* [Task item]: Report back every line below that carries the word "target".

● ● ● ●

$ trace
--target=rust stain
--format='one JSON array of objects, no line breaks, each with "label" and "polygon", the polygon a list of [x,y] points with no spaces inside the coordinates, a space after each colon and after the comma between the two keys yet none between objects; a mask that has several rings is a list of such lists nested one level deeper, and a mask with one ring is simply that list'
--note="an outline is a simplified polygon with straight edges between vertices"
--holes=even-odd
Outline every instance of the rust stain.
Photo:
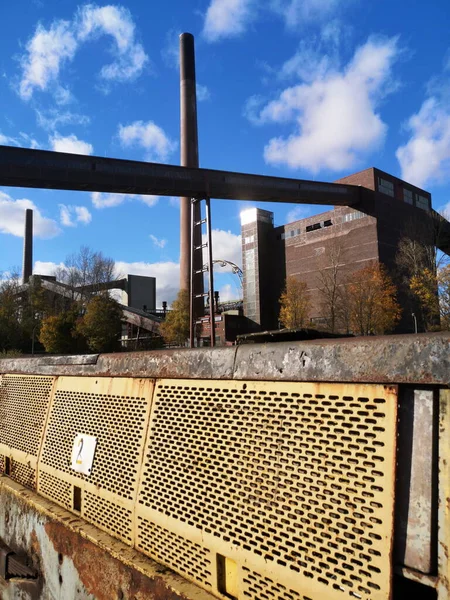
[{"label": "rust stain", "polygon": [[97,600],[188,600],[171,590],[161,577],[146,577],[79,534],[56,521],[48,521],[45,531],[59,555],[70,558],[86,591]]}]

● ● ● ●

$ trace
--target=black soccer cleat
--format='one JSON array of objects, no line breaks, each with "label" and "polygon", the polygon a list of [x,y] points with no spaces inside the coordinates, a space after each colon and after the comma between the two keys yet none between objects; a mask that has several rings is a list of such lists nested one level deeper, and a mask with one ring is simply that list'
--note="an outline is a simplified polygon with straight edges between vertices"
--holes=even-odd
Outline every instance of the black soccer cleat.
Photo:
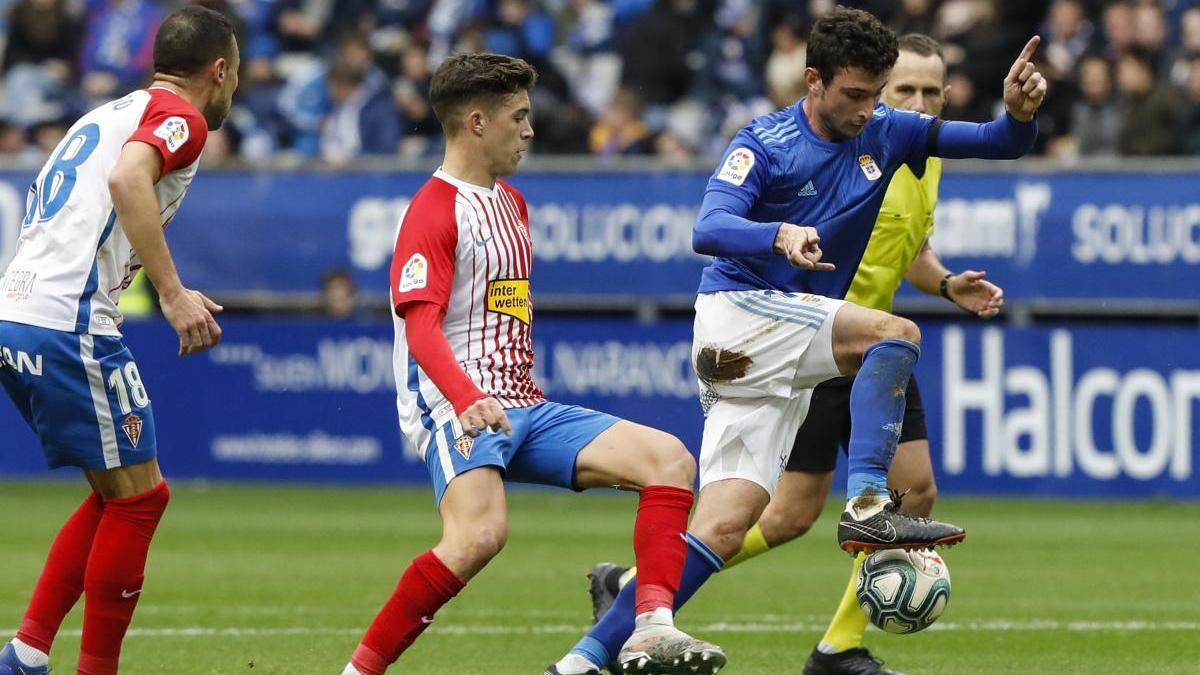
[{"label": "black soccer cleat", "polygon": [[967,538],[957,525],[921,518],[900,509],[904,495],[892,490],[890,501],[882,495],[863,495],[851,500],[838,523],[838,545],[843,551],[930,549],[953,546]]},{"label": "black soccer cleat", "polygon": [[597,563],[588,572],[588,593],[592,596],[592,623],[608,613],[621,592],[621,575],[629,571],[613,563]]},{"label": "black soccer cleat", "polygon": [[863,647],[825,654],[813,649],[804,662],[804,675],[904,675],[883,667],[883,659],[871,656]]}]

● ● ● ●

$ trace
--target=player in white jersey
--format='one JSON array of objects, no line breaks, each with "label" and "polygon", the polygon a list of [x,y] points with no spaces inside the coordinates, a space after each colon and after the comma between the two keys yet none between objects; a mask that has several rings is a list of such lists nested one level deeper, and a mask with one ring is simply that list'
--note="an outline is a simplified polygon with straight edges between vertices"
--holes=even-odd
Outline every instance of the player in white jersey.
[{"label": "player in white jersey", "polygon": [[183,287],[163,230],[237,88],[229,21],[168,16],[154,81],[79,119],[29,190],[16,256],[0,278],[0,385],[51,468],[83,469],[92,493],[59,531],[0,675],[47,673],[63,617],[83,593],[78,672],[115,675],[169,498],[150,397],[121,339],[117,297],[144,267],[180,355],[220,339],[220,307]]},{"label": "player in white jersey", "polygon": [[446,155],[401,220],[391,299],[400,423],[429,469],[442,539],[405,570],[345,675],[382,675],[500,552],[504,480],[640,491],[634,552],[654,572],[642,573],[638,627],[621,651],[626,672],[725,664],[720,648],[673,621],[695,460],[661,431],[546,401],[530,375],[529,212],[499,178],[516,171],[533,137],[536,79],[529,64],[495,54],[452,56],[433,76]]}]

● ● ● ●

* [Output for this task]:
--target=rust stain
--target=black soccer cleat
--target=player in white jersey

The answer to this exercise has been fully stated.